Great review! I read my first Lehane in the fall (Gone, Baby, Gone), and immediately picked up the sequel, Moonlight Mile. I’m more than impressed with his writing and the stories. I know what you mean about not wanting to talk about it “surpassing a genre,” because of the implications, but Lehane really does take his writing further than the standard mystery novel.

Comment by Kerry

This is a great review. Was wondering what your first was – Gone Baby Gone? I read that too, Kerry, and I loved it. Hated Moonlight Mile, but I want to read more earlier stuff. I own copies of Shutter Island & Drink Before the War that I want to read soon!

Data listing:
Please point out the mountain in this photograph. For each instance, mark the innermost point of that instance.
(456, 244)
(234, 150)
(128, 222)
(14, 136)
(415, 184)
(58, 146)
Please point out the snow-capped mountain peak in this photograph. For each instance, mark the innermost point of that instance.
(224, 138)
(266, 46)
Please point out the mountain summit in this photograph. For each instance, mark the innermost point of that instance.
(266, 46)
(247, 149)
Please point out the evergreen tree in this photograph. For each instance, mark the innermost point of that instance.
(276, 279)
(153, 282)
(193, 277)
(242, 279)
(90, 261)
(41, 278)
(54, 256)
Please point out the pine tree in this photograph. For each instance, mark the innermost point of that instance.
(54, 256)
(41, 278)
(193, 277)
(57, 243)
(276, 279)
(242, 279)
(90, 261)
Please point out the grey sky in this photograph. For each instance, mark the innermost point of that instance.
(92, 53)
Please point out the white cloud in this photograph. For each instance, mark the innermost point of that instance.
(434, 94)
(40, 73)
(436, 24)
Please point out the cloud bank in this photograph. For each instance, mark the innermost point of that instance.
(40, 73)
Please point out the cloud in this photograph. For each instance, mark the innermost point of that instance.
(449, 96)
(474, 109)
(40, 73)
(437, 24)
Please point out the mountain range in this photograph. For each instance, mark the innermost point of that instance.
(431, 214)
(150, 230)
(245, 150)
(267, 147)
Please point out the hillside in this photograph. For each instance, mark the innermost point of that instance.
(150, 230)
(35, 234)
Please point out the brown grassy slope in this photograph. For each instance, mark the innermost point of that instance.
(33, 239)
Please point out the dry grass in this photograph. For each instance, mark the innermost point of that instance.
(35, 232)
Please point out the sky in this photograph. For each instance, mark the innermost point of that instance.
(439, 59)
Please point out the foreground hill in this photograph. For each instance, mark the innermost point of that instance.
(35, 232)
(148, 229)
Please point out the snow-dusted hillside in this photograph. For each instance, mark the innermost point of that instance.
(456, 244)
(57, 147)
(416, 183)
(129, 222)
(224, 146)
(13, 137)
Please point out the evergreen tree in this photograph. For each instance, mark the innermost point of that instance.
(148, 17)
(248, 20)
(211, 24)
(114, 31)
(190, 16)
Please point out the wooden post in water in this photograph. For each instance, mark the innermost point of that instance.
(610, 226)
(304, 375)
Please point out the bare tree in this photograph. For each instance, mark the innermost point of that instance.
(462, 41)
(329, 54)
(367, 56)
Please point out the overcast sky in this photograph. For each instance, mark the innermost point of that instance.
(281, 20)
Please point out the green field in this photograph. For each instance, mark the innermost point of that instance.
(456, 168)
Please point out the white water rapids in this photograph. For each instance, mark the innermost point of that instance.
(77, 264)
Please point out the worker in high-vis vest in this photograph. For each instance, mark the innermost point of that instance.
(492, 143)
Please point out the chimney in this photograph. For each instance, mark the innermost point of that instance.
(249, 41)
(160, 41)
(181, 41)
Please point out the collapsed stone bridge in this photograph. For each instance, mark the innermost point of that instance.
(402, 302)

__Requests__.
1. In the comment thread about Lehane, which two books does the comment beginning "This is a great review." say its writer owns copies of?
2. Summarize the comment thread about Lehane in two sentences.
3. Carry on the comment thread about Lehane from its final sentence.

__The replies__.
1. Shutter Island and Drink Before the War.

2. One commenter read Gone, Baby, Gone as a first Lehane novel, went straight on to the sequel Moonlight Mile, and found that Lehane takes his writing further than the standard mystery novel. Another commenter also loved Gone Baby Gone but hated Moonlight Mile, and wants to read more of the earlier books, including owned copies of Shutter Island and Drink Before the War.

3.
Comment by Lulu

my first was “shutter island”. i’m probably going to go for “mystic river” next because it and “gone baby gone” are the only other two i have on my kindle and i am struggling right now over whether to buy the other kenzie/gennaro e-books so i can read them in order, or just forget about order and read “gbg” now and the others later (in the states), or hold off until i’m in the states near a library and can read them all in order for free. i think i’m putting too much thought into this? i’ve read mixed reviews of “moonlight mile” so i’m glad i started reading his older works first.

Comment by Ellen Rhudy

Lehane is one of my favorite authors. You’ll enjoy the others in the Patrick and Angie series.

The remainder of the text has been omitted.